> **HOW TO COMPLETE THIS TASK**:
Each entry must be copied exactly, without omission.

• • • • • • •

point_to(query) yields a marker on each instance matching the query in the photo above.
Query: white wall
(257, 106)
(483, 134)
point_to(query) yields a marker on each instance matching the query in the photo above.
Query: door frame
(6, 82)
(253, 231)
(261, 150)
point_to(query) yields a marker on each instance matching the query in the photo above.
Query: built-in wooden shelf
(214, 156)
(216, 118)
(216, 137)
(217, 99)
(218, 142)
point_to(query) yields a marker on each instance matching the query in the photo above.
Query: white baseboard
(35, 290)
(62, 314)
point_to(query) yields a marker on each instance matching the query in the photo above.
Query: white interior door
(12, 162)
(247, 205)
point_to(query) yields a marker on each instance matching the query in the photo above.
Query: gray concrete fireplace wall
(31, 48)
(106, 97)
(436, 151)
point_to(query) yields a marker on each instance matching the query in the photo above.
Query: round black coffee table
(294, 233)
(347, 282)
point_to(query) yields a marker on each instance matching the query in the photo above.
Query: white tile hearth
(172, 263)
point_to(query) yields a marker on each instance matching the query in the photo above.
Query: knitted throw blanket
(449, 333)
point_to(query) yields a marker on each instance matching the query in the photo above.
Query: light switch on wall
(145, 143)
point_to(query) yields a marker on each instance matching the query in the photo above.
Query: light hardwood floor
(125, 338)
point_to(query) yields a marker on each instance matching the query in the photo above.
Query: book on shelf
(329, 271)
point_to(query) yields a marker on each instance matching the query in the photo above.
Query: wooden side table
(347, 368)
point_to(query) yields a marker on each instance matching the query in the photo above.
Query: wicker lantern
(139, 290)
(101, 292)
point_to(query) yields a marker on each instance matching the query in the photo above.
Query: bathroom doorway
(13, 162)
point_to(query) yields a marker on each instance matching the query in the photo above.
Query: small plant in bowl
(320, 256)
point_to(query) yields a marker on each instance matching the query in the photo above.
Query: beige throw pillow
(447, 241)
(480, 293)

• • • • • • •

> **RESPONSE AREA**:
point_to(query) yields a marker on each instance matching the query in the photo above.
Query: white wall
(257, 106)
(483, 134)
point_to(query) yields a marker on each instance matching the query in the photo above.
Query: door frame
(6, 82)
(253, 231)
(261, 150)
point_to(query) yields a marker on each instance matching the query in the photo above.
Query: built-in wooden shelf
(214, 156)
(216, 118)
(216, 137)
(217, 99)
(218, 142)
point_to(query) yields a marker on each instance matching the query in the photo above.
Query: white baseboard
(35, 290)
(62, 314)
point_to(query) yields a marker on each instance matching the query in the photo above.
Query: white interior door
(12, 162)
(247, 205)
point_to(query) yields a marker on each instance matching the query in the photo above.
Query: gray concrete fireplace wall
(31, 48)
(106, 97)
(436, 151)
point_to(query) yields a marker on each instance matching the query in the photo above.
Query: round black coffee table
(294, 233)
(347, 282)
point_to(query) yields a marker on each instance matching the query in the photo above.
Query: white tile hearth
(172, 263)
point_to(query) yields a marker on each instance matching the query in the photo above.
Query: knitted throw blanket
(449, 333)
point_to(query) yields a marker on each instance matching the query in the photo above.
Query: light switch on wall
(145, 143)
point_to(query) yields a marker on each instance matching the query in the photo above.
Query: light hardwood floor
(125, 338)
point_to(query) yields a marker on each instance matching the query in the photo above.
Query: book on shelf
(329, 271)
point_to(query) yields a marker on each instance matching the query in the photo above.
Query: wooden side table
(347, 368)
point_to(query) yields a marker on each instance matching the query in the photo above.
Query: wicker lantern
(139, 290)
(101, 292)
point_to(query) yields a marker on each instance matching the query in the photo above.
Query: bathroom doorway
(13, 162)
point_to(query) yields a marker on each instance matching the query in the photo above.
Query: small plant in bowl
(320, 256)
point_to(query) yields a marker on each instance matching the query in the photo above.
Query: beige throw pillow
(447, 241)
(480, 293)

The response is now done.